# GESTELLTE AUFGABE A
Den Abschnitt von „Ich vermisse Deutschland“ bis „trifft der Schlag.“ aus dem Text über den Nebel in Dubai wörtlich wiedergeben.

# DOKUMENTABSCHNITT
════════════════

38.) Nebel des Grauens

 

Ich vermisse Deutschland selten, und wenn doch, dann meistens zum Herbstanfang. Rote Blätter, Frühnebel und das erste Mal die Heizung anstellen ist irgendwie nett. Verzweifeln muss ich allerdings nicht, auch wenn in Dubai die roten Blätter und die Heizung fehlen. Es gibt Nebel. Und nicht nur so ein bisschen Nebel. Wenn schon, denn schon, wie auch sonst, macht Dubai beim Nebel keine halben Sachen.

 

Ich nenne ihn den „Dubai-Nebel“, auch wenn es ihn in den restlichen Emiraten und anderswo in der Region natürlich ebenfalls gibt. Mittlerweile habe ich mich an ihn gewöhnt, aber vor Jahren, als ich das erste Mal am frühen Morgen aus dem Fenster blickte und eine graue Wand statt Palmen und Sonnenschein sah, dachte ich, mich trifft der Schlag.

════════════════

# AUFGABENMATERIAL
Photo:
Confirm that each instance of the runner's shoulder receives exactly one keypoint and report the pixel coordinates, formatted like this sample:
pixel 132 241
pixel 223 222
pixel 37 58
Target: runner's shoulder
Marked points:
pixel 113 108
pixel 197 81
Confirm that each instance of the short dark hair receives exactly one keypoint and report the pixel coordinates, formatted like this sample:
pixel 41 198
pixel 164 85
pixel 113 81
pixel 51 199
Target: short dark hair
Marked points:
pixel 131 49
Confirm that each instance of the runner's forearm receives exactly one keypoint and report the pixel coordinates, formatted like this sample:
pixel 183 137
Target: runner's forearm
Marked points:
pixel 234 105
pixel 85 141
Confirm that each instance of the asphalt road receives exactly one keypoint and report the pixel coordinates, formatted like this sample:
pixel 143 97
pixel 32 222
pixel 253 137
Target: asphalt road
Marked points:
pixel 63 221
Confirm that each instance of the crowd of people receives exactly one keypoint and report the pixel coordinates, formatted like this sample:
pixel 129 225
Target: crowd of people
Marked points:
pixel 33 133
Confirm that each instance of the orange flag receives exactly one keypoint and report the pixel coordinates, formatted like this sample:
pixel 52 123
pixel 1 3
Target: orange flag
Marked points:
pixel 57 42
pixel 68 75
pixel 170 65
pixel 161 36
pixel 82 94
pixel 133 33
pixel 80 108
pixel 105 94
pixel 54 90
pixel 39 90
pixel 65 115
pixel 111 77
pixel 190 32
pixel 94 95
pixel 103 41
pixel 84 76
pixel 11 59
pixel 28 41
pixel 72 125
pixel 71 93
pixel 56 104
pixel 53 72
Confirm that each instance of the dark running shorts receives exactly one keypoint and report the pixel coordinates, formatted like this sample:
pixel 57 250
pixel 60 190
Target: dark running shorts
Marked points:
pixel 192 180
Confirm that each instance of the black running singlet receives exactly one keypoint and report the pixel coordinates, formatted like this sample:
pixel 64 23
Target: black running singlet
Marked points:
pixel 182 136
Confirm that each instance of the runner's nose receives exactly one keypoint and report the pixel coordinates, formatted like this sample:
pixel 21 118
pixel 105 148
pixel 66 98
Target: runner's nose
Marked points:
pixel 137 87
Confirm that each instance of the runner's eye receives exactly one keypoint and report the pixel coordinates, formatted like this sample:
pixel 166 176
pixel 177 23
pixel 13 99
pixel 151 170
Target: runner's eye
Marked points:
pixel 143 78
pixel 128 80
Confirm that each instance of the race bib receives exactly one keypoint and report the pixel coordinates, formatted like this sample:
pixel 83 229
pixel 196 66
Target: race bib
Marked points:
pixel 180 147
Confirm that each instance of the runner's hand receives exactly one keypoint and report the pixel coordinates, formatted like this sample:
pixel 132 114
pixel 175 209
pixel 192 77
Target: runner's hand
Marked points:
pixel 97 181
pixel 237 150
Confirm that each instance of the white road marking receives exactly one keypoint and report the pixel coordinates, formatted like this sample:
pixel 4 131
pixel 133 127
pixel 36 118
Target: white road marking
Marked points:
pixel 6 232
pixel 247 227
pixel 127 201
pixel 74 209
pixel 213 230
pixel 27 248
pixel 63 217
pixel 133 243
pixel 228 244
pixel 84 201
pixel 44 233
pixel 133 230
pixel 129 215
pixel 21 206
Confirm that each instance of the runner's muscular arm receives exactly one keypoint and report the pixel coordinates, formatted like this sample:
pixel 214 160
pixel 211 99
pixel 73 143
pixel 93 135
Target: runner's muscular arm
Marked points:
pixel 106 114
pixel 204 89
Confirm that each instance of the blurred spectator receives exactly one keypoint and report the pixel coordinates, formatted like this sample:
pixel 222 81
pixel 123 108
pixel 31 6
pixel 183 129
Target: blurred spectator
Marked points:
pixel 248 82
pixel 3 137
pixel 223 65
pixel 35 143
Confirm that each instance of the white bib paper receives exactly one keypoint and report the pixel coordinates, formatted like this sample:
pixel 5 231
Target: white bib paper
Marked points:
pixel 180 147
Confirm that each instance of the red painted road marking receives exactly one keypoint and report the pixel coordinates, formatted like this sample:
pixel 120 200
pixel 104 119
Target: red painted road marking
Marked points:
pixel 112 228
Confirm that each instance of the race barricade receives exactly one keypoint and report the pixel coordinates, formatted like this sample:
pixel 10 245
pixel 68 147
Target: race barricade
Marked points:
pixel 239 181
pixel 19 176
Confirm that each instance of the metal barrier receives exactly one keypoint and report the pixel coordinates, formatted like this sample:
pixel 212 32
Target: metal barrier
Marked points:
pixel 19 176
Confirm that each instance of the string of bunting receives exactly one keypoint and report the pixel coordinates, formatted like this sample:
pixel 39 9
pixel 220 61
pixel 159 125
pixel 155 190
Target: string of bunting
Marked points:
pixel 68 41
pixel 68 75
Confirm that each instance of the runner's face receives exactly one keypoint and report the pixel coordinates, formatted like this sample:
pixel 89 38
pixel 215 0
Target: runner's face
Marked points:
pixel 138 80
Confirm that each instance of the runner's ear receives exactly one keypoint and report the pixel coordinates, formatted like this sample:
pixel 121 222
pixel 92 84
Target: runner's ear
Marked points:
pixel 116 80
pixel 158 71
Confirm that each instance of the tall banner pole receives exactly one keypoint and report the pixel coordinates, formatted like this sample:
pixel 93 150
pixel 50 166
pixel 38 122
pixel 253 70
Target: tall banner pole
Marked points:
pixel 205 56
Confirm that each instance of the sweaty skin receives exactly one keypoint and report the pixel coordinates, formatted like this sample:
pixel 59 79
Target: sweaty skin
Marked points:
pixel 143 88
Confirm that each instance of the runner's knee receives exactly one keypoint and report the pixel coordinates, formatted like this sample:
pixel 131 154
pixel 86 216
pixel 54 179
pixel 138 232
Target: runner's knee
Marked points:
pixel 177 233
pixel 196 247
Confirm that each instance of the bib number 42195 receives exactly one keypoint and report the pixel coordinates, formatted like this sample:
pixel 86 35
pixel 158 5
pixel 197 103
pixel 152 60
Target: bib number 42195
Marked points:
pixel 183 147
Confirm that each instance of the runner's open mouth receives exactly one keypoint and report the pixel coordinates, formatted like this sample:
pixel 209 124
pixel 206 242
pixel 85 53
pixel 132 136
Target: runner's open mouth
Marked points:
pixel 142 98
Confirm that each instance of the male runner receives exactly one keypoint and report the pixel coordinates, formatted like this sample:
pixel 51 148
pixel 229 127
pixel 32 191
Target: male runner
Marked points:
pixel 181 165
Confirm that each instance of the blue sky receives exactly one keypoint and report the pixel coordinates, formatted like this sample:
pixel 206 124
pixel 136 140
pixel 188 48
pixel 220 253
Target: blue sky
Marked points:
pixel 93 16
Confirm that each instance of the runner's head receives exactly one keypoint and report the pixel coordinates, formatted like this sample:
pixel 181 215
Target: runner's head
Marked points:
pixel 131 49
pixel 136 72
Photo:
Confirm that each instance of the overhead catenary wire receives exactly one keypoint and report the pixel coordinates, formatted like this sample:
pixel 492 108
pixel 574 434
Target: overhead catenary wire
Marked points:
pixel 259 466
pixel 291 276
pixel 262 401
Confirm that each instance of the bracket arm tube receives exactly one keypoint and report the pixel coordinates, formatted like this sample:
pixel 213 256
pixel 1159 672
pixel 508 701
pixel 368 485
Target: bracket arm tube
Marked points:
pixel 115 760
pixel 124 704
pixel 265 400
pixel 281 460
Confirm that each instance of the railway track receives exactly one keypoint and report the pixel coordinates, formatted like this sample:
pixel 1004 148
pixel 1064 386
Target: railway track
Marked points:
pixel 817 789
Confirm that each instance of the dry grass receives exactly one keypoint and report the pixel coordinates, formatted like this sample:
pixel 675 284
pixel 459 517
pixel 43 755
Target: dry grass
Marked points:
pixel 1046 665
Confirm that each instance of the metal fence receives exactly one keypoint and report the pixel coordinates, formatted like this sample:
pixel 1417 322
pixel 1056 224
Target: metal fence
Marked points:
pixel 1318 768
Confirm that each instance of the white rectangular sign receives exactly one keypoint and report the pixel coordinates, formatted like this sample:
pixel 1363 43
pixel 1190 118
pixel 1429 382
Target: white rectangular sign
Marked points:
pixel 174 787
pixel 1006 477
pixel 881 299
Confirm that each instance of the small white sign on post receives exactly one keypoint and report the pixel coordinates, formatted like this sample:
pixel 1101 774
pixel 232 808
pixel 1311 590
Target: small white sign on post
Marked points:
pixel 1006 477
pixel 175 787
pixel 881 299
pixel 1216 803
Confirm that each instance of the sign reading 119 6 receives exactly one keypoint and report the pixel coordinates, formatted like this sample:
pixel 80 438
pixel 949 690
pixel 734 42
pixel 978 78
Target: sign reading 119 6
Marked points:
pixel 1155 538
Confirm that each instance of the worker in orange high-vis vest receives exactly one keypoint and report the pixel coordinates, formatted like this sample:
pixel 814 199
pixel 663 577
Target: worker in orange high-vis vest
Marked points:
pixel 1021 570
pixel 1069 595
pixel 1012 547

════════════════

# GESTELLTE AUFGABE B
Im Listing den Abschnitt von der Zeile mit „Confirm that each instance of the runner's open“ bis zur Zeile mit „pixel 142 98“ erneut ausgeben, dabei „open mouth“ durch „closed mouth“ ersetzen und alles Übrige unverändert lassen. Nur diese Zeilen ausgeben.

# ÜBUNGSERGEBNIS A
Ich vermisse Deutschland selten, und wenn doch, dann meistens zum Herbstanfang. Rote Blätter, Frühnebel und das erste Mal die Heizung anstellen ist irgendwie nett. Verzweifeln muss ich allerdings nicht, auch wenn in Dubai die roten Blätter und die Heizung fehlen. Es gibt Nebel. Und nicht nur so ein bisschen Nebel. Wenn schon, denn schon, wie auch sonst, macht Dubai beim Nebel keine halben Sachen.

 

Ich nenne ihn den „Dubai-Nebel“, auch wenn es ihn in den restlichen Emiraten und anderswo in der Region natürlich ebenfalls gibt. Mittlerweile habe ich mich an ihn gewöhnt, aber vor Jahren, als ich das erste Mal am frühen Morgen aus dem Fenster blickte und eine graue Wand statt Palmen und Sonnenschein sah, dachte ich, mich trifft der Schlag.

# ÜBUNGSERGEBNIS B
Confirm that each instance of the runner's closed mouth receives exactly one keypoint and report the pixel coordinates, formatted like this sample:
pixel 209 124
pixel 206 242
pixel 85 53
pixel 132 136
Target: runner's closed mouth
Marked points:
pixel 142 98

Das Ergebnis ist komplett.